Rewrite the records as a numbered list, starting at the line containing "Zoom in on the white upper cabinet." and ending at the line containing "[123,19,192,53]". Leave out blank lines.

━━━

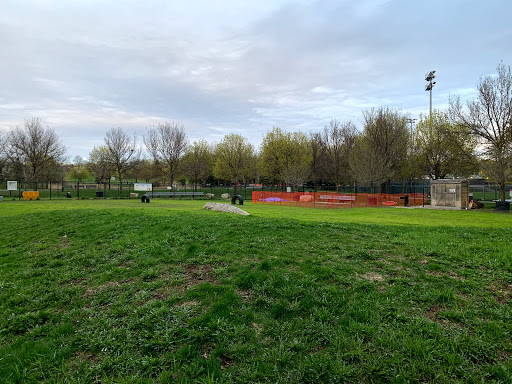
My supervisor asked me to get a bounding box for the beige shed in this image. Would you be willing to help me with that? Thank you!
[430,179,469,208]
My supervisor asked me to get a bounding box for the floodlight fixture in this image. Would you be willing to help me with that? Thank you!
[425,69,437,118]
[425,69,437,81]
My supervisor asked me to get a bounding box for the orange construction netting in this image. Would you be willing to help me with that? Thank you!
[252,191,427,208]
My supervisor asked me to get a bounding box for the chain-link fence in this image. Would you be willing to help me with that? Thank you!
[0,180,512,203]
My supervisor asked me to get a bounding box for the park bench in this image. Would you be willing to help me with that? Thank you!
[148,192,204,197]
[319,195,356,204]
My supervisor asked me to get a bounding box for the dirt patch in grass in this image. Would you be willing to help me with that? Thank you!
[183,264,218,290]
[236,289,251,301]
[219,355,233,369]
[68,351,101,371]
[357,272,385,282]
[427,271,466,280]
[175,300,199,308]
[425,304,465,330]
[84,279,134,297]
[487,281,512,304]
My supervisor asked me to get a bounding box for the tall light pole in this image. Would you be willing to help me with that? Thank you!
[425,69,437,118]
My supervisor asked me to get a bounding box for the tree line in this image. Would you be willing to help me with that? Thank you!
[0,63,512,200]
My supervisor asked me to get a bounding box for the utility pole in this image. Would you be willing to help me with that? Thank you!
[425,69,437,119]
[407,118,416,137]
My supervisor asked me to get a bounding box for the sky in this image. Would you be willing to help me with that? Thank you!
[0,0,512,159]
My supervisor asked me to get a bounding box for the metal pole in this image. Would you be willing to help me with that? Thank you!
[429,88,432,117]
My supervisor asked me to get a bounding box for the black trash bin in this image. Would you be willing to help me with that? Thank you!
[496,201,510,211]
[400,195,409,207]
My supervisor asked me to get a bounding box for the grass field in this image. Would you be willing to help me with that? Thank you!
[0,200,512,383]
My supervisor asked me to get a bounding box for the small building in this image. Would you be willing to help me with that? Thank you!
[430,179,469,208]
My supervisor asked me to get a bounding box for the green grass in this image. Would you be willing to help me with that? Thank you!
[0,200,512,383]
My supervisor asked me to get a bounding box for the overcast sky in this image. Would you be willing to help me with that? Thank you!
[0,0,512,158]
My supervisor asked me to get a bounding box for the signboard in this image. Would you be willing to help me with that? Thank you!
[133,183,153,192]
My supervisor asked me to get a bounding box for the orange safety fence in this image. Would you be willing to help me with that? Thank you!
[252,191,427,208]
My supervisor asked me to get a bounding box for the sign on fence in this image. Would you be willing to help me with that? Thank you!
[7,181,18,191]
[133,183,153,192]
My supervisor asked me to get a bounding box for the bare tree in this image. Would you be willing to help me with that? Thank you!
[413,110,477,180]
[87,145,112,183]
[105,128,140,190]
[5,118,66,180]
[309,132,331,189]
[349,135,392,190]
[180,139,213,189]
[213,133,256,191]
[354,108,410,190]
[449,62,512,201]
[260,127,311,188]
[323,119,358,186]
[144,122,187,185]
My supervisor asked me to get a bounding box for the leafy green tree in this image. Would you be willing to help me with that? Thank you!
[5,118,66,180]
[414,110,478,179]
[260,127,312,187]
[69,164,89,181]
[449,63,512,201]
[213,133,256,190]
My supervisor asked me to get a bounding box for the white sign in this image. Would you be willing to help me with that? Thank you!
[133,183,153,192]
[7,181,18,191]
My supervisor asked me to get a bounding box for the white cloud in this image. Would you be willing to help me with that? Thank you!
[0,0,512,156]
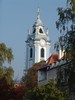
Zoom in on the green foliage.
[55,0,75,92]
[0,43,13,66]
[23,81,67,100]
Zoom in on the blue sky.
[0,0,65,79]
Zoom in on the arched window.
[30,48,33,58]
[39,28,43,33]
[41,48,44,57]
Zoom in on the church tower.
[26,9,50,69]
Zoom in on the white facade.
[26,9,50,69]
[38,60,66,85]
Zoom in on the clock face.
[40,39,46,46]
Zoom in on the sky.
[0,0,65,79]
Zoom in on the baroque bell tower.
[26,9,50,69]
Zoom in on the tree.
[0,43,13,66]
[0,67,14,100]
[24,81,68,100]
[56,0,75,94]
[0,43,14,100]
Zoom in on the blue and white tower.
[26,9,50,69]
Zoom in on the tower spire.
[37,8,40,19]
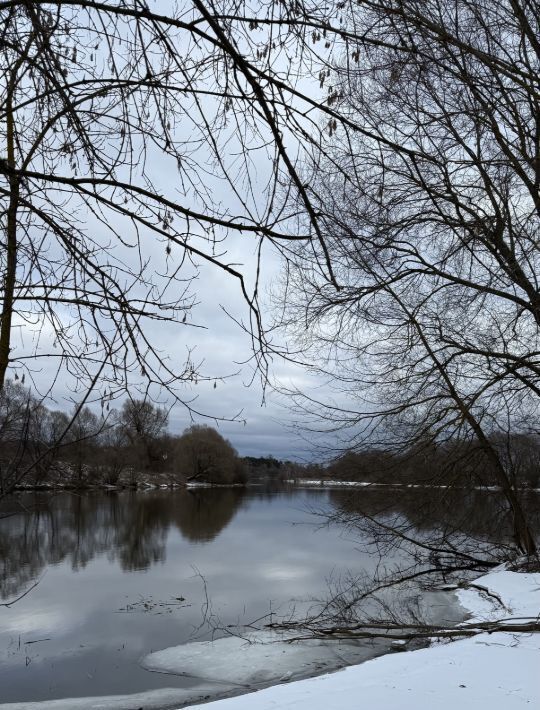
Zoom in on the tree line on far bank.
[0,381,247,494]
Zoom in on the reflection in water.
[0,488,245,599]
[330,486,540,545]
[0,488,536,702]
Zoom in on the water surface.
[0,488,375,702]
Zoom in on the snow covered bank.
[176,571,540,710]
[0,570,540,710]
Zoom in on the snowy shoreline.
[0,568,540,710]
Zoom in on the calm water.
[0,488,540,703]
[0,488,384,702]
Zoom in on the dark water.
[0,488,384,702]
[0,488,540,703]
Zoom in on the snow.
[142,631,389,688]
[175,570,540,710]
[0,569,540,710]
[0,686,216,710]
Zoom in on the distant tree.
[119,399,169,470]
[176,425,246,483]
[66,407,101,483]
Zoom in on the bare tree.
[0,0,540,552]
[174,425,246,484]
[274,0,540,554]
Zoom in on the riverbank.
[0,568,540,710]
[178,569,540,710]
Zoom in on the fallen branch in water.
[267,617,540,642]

━━━

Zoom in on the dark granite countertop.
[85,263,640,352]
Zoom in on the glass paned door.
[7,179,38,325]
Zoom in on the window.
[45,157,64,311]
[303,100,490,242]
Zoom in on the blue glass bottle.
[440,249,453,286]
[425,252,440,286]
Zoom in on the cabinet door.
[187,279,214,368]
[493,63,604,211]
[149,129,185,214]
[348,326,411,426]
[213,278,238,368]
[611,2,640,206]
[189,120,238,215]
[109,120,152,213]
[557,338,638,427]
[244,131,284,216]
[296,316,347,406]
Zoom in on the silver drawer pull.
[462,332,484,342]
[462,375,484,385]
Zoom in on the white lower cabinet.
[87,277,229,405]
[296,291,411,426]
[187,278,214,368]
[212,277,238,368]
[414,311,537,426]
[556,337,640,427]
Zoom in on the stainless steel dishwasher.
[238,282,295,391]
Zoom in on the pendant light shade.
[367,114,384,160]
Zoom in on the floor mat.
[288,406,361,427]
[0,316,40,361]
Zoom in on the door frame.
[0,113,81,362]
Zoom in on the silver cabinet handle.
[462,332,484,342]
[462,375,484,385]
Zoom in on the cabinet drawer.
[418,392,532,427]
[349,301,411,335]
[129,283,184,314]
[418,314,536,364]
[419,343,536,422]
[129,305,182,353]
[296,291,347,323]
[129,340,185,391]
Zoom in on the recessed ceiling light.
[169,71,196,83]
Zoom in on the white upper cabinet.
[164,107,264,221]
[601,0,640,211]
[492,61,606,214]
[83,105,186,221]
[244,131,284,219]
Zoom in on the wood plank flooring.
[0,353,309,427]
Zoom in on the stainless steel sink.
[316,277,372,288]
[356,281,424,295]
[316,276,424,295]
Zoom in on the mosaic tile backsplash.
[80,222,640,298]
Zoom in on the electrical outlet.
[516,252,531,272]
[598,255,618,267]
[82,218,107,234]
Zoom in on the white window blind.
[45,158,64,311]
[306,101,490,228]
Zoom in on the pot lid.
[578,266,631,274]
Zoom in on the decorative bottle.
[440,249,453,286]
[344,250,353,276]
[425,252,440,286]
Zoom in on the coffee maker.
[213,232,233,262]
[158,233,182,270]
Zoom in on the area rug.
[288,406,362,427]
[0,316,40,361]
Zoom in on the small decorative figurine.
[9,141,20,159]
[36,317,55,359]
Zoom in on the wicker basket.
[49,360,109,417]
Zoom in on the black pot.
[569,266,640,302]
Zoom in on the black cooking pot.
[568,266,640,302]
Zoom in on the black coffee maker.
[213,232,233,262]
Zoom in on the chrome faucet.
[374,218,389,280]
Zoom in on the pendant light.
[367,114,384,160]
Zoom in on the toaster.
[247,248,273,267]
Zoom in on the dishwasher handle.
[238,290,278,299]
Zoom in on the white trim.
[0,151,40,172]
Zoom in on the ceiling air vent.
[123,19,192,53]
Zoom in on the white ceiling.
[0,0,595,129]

━━━

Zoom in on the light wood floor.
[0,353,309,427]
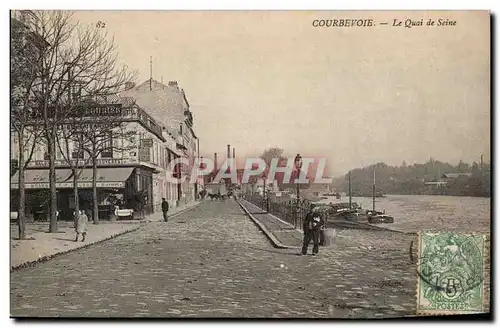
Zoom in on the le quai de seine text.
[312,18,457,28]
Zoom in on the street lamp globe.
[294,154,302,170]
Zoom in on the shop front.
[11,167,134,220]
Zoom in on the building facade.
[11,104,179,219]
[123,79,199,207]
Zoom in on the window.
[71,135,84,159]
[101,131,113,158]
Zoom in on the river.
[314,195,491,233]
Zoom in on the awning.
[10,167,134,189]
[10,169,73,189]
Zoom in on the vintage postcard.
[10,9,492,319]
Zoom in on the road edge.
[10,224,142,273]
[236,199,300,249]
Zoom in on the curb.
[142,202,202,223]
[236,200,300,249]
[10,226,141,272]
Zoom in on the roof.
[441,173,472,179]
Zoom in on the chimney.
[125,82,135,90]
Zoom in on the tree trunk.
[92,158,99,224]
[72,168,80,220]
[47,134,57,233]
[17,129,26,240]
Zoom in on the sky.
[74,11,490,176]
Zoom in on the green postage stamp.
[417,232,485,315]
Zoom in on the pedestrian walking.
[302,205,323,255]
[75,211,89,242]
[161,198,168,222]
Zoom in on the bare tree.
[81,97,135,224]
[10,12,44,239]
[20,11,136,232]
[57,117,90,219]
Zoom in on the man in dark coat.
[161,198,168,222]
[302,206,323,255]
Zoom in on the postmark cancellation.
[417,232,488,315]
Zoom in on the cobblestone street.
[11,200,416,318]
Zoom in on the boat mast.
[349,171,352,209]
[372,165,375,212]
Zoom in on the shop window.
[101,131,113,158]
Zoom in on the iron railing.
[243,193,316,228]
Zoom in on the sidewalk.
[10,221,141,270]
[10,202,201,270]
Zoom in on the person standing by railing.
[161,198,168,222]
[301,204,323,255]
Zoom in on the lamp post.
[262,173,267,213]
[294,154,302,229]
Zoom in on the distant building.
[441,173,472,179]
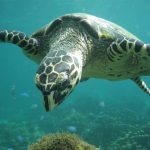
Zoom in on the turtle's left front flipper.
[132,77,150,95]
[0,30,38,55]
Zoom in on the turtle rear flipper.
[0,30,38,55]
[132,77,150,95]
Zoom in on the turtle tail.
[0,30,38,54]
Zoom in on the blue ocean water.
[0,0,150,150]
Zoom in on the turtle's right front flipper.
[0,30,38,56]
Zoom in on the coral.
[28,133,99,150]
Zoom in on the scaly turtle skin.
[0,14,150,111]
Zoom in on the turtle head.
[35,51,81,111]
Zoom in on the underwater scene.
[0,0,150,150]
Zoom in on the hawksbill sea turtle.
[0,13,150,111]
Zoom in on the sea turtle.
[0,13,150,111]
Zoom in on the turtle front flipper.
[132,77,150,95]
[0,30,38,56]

━━━

▶ _Written answer_
1. Zoom in on the white upper cabinet.
2. [164,107,264,221]
3. [601,0,640,211]
4. [492,61,606,214]
5. [83,105,186,221]
6. [244,131,284,219]
7. Zoom in on the wood plank flooring.
8. [0,353,309,427]
9. Zoom in on the stainless steel sink.
10. [316,277,372,288]
11. [356,281,424,295]
12. [316,276,424,295]
13. Zoom in on the mosaic tile backsplash.
14. [80,222,640,298]
15. Zoom in on the electrical outlet.
16. [516,252,531,272]
17. [598,255,618,267]
18. [82,218,107,234]
19. Zoom in on the white window blind.
20. [45,158,64,311]
21. [306,101,490,228]
22. Zoom in on the pot lid.
23. [578,266,631,274]
24. Zoom in on the decorative bottle.
25. [440,249,453,286]
26. [344,250,353,276]
27. [425,252,440,286]
28. Zoom in on the coffee maker.
29. [213,232,233,262]
30. [158,233,182,270]
31. Zoom in on the area rug.
32. [288,406,362,427]
33. [0,316,40,361]
34. Zoom in on the small decorative figurine.
35. [9,141,20,159]
36. [36,317,55,359]
37. Zoom in on the wicker basket.
38. [49,360,109,417]
39. Zoom in on the black pot.
40. [569,266,640,302]
41. Zoom in on the black cooking pot.
42. [568,266,640,302]
43. Zoom in on the black coffee maker.
44. [213,232,233,262]
45. Zoom in on the chrome faucet.
46. [374,218,389,280]
47. Zoom in on the pendant light.
48. [367,114,384,160]
49. Zoom in on the toaster.
50. [247,248,273,267]
51. Zoom in on the dishwasher handle.
52. [238,290,278,299]
53. Zoom in on the white trim.
54. [0,151,40,172]
55. Zoom in on the ceiling air vent.
56. [123,19,192,53]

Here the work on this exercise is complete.